◆ Yang Diminta
Lanjutkan kutipan halaman di bawah tentang kedatangan pasukan Sekutu di Surabaya pada 1945, mulai setelah kalimat terakhirnya.

══ Kutipan Halaman ══

Ir. Sukarno dan Mohammad Hatta atas nama rakyat Indonesia telah menyatakan kemerdekaan pada 17 Agustus 1945. Namun, tak lama setelah proklamasi kemerdekaan RI tersebut, pasukan Sekutu yang diboncengi Belanda datang ke Indonesia dengan tujuan untuk melucuti senjata para serdadu Jepang.
Pasukan gabungan Sekutu telah mengalahkan Jepang dalam Perang Asia Timur Raya yang menjadi rangkaian dari Perang Dunia Kedua. Allied Forces Netherlands East Indies (AFNEI) yang berisikan tentara Belanda tiba bersama pasukan Inggris dan Palang Merah Internasional (Intercross) dari Jakarta di Surabaya.
Ketiga unsur tersebut, tulis Batara Richard Hutagalung dalam Sepuluh November Empat Puluh Lima (2001), terhimpun dalam Rehabilitation of Allied Prisoners of War and Internees (RAPWI). Tujuan RAPWI datang ke Indonesia adalah untuk mengurusi sisa-sisa prajurit Jepang, juga tentara Belanda yang ditawan, usai kekalahan Dai Nippon di Perang Asia Timur Raya.
Sejarah Latar Belakang Peringatan Hari Pahlawan
Rombongan pasukan Sekutu, termasuk Inggris dan Belanda, tiba di Jakarta pada 15 September 1945, kemudian mulai memasuki Kota Surabaya tanggal 25 Oktober 1945. Kehadiran orang-orang asing itu mulai memicu polemik dari warga Surabaya, terutama kaum pemuda atau arek-arek Suroboyo.
Salah satu peristiwa paling menegangkan terjadi pada 19 September 1945. Pecahlah insiden di Hotel Yamato (sekarang Hotel Majapahit), markas sementara RAPWI. Dikibarkannya bendera Belanda (merah, putih, biru) di atas Hotel Yamato memantik kegeraman para pemuda Surabaya. Upaya tanpa kekerasan yang dilakukan dengan cara berembug dengan orang-orang Belanda itu tidak membuahkan hasil.

═══
══ Daftar Baris ══

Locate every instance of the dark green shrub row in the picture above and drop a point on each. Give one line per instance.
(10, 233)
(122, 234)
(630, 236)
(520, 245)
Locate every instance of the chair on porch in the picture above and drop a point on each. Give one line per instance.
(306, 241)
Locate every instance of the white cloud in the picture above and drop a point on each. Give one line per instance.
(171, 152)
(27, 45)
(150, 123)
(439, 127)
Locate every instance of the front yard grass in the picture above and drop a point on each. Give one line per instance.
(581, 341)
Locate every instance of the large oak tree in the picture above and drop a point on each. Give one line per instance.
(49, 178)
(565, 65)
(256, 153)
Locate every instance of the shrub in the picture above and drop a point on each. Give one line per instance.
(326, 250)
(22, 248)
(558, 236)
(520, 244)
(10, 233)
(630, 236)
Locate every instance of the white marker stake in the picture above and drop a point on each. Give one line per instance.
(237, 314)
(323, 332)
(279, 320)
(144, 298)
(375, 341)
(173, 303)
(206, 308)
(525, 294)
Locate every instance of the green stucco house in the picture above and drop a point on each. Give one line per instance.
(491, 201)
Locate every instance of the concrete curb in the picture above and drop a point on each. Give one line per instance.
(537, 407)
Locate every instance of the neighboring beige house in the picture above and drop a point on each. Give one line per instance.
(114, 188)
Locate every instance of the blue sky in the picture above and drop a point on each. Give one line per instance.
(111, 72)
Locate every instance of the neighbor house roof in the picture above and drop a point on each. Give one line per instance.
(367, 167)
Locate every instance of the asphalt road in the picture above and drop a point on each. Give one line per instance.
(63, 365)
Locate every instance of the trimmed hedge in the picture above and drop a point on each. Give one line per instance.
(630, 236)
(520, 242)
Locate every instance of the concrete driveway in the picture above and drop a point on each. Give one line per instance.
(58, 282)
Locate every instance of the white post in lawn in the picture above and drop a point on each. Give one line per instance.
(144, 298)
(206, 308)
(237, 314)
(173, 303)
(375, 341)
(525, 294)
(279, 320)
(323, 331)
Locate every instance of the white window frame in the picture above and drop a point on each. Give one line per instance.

═══
══ Daftar Baris ══

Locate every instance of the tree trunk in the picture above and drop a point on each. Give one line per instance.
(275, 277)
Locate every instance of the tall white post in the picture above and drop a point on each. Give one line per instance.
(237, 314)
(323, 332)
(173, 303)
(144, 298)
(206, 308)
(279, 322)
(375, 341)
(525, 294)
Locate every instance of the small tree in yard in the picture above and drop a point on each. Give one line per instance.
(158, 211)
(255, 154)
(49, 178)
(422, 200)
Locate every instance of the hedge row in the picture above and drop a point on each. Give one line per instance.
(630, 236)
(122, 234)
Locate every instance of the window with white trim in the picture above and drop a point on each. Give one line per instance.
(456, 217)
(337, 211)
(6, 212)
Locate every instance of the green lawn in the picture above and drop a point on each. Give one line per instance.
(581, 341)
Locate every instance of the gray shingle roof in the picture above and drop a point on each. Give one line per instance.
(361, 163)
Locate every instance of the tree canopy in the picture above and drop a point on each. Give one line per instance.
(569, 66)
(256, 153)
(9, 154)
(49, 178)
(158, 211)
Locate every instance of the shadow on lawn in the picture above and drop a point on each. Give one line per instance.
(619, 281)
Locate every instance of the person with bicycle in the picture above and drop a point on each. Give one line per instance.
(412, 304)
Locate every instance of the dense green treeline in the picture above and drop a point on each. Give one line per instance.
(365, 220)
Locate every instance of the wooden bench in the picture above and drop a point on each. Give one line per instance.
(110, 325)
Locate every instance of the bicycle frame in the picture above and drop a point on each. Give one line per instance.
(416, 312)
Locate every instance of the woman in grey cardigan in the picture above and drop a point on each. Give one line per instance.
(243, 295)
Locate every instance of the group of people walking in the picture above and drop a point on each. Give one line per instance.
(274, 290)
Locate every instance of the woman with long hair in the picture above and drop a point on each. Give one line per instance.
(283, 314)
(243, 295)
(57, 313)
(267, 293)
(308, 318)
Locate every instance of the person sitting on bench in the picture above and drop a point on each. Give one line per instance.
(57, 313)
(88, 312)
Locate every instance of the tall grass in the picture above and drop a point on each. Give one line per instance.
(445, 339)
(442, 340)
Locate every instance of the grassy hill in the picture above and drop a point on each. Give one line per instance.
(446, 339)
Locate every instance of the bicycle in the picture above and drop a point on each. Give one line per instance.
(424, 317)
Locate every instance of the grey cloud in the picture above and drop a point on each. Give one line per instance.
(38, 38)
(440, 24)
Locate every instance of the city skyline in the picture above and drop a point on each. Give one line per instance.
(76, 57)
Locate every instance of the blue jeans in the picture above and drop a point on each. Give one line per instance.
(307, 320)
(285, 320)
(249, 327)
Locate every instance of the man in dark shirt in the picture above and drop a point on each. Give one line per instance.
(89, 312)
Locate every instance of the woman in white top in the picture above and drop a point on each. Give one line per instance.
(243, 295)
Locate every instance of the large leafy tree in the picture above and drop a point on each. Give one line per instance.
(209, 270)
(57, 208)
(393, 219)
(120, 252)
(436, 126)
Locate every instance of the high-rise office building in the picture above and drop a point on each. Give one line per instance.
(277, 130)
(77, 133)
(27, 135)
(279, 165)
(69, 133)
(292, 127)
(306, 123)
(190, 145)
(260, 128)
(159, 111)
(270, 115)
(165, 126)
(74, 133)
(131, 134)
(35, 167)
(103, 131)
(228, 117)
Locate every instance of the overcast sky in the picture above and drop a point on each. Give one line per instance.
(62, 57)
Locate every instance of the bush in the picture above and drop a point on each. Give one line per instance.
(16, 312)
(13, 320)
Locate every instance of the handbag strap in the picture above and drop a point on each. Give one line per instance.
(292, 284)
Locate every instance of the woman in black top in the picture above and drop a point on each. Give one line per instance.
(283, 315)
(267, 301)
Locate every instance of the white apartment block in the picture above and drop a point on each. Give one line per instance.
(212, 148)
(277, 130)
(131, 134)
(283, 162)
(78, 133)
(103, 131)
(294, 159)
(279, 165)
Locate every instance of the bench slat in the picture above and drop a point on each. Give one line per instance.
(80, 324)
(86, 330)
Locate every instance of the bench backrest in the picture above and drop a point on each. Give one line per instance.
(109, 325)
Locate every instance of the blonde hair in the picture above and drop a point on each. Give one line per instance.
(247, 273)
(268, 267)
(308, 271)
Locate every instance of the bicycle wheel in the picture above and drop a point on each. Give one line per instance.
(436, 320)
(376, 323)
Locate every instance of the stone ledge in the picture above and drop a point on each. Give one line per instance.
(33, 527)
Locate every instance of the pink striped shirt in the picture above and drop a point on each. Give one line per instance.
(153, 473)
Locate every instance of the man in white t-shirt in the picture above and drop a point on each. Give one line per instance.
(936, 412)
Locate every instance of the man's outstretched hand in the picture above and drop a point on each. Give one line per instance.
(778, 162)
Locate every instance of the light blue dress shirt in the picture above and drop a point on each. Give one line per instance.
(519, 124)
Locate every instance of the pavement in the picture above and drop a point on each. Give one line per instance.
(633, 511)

═══

◆ Hasil Tugas
Dikutip dari Sejarah Nasional Indonesia: Volume 6 (1984) karya Marwati Djoened Poesponegoro dan Nugroho Notosusanto, beberapa orang pemuda Surabaya kemudian naik ke atas bangunan hotel dan merobek warna biru sehingga menyisakan warna merah dan putih, warna bendera Indonesia.
Aksi penyobekan bendera ini memantik kemarahan Belanda. Mereka tidak diterima bendera triwarna dihinakan kendati Belanda sendiri seharusnya tidak mengibarkan bendera tersebut karena Indonesia sudah menyatakan diri sebagai negara yang merdeka.
Mengapa Tanggal 10 November Diperingati Sebagai Hari Pahlawan?
Peristiwa di Hotel Yamato memicu rangkaian konflik berikutnya di Surabaya. Salah satunya adalah insiden pada 30 Oktober 1945 yang menewaskan pemimpin pasukan Inggris di Jawa Timur, Brigadir Jenderal Aubertin Mallaby.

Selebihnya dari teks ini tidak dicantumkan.